• PROBLEM REQUIREMENTS: Exactly as written, transcribe the lines that run from the one containing "If you would be willing to tag the hillside" to the end of the records below.

--- begin EXCERPTED DATA ---

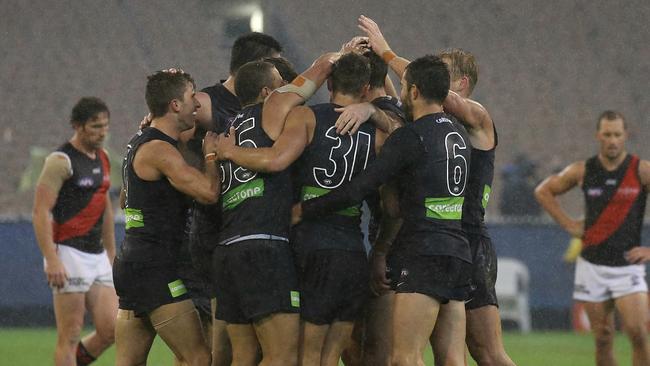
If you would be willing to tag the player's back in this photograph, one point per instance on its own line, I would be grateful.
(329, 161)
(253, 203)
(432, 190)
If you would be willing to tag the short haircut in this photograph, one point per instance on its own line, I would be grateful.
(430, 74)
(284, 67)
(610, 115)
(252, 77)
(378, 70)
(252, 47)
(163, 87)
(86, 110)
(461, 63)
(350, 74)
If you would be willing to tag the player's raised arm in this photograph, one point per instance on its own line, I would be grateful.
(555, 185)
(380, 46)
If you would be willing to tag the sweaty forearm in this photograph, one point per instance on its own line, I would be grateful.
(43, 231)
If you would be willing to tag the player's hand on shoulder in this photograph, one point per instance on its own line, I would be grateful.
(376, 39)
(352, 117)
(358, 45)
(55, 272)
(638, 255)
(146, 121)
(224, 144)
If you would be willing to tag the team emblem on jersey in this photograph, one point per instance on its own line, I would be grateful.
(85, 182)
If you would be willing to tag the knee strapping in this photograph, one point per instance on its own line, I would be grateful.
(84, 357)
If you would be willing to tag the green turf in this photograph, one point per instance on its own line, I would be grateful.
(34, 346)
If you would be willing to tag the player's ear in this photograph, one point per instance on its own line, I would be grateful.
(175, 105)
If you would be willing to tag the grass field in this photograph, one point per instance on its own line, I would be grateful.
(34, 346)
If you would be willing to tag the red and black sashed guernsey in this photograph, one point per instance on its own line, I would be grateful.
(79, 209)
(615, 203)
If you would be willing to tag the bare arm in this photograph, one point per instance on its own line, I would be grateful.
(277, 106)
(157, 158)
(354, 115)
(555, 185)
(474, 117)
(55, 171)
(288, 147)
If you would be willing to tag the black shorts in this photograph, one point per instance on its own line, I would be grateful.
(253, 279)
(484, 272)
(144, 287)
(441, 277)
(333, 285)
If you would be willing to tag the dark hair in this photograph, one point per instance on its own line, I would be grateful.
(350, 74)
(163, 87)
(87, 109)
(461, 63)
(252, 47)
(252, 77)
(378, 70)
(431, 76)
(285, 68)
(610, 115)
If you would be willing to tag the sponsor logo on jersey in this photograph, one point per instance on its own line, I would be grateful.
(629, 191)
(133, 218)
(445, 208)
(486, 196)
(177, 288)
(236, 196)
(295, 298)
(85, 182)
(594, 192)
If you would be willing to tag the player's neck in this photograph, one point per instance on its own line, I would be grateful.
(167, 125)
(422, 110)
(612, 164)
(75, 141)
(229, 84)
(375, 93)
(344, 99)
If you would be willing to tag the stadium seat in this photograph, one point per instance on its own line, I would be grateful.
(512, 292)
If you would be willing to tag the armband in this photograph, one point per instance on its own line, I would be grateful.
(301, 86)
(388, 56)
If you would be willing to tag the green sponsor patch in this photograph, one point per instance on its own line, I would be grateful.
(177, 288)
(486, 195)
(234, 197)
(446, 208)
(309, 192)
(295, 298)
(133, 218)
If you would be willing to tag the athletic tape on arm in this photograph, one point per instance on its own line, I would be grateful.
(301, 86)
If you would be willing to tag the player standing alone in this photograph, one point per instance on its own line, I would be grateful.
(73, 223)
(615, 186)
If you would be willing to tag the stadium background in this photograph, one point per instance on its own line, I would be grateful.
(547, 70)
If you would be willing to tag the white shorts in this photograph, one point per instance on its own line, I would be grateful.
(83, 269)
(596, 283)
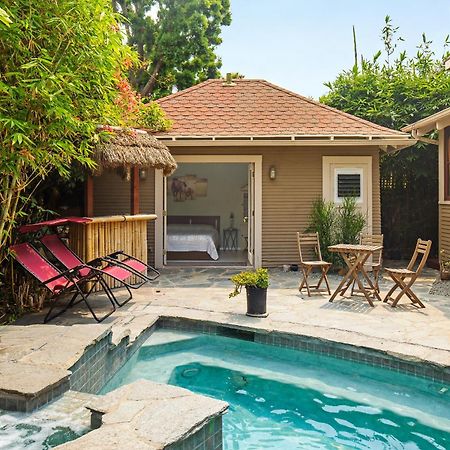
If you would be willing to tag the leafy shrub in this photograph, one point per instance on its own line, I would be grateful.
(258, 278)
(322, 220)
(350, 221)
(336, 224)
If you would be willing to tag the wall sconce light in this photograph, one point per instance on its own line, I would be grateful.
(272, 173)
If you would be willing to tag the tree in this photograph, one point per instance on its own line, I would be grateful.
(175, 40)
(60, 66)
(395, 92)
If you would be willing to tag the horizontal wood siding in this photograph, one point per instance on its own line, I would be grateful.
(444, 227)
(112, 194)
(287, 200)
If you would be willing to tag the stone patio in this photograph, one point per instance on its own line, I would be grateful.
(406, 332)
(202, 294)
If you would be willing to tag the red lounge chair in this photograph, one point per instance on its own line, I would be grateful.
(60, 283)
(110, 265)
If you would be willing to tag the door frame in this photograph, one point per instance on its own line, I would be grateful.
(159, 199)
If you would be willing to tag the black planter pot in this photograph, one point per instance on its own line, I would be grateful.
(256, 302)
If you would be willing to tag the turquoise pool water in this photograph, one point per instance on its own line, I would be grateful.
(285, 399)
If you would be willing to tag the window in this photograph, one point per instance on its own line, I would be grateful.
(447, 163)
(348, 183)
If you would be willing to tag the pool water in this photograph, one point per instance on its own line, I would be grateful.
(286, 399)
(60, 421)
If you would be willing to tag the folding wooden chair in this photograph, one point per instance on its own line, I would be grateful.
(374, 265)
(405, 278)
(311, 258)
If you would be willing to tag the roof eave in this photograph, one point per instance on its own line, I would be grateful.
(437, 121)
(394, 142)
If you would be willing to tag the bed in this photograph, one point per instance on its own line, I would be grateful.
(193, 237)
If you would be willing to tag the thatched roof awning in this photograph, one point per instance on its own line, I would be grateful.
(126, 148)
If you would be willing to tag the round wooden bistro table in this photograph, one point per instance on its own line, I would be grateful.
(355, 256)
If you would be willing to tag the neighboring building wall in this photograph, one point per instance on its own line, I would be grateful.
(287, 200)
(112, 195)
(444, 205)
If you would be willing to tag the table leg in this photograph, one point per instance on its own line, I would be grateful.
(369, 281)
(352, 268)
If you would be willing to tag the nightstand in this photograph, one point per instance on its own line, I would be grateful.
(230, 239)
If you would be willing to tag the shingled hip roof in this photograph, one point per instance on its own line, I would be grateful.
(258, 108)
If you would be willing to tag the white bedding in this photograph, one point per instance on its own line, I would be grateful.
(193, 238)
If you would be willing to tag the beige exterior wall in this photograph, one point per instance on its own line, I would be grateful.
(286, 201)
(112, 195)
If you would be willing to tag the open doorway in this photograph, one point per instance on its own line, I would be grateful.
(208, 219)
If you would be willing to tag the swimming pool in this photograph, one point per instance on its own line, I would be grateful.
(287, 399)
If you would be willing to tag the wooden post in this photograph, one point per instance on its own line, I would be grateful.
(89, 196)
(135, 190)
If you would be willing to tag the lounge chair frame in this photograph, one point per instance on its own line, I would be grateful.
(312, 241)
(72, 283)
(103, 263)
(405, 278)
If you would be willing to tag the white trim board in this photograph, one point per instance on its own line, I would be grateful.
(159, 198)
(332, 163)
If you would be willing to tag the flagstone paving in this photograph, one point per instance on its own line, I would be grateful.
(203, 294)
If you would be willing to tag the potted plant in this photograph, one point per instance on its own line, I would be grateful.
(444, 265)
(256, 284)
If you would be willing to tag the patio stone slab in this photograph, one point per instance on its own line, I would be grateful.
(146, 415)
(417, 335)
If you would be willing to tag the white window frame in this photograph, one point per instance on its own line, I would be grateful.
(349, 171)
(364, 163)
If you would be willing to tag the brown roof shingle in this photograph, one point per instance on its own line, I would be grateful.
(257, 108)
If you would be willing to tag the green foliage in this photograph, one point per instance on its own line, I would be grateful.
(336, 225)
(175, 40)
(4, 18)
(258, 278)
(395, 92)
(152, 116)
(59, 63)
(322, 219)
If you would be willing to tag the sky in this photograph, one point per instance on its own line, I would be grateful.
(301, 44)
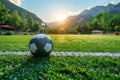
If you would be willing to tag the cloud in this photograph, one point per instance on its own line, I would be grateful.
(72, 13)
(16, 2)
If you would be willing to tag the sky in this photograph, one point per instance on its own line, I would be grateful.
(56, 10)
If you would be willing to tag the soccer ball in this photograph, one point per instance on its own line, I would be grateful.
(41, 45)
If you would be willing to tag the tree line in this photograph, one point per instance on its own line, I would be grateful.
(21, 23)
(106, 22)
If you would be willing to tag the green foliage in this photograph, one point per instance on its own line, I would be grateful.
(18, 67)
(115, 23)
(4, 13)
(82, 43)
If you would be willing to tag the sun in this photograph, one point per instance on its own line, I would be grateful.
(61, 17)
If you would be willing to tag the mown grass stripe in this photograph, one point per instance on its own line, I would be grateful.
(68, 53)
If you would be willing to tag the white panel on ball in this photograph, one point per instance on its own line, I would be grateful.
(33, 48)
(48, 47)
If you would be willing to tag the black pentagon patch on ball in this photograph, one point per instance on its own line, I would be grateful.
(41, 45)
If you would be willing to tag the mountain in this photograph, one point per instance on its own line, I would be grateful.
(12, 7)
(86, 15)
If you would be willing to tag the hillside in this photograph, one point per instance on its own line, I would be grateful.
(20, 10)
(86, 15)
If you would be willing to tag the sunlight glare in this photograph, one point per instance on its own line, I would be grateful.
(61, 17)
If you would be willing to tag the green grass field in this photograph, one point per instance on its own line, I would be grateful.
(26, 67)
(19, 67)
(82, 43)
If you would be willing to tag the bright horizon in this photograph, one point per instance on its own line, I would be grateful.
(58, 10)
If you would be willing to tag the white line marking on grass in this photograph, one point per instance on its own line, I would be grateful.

--- end EXCERPTED DATA ---

• PROBLEM SOLUTION:
If you would be willing to tag the hillside in this photograph, one point per instance on its own line, I would be grateful.
(20, 10)
(86, 15)
If you would be willing to tag the sunlight glare in this photograph, one point per instance on its own line, I would be grateful.
(61, 17)
If you would be willing to tag the green grass field in this photograph, one point per instance on its own line, I would be grateful.
(26, 67)
(19, 67)
(82, 43)
If you would be willing to tag the bright horizon in this photograph, one point per instance on its own line, I would be grateful.
(58, 10)
If you would be willing to tag the white line marking on grass in this photograph, one point per instance on its own line, I would be grateful.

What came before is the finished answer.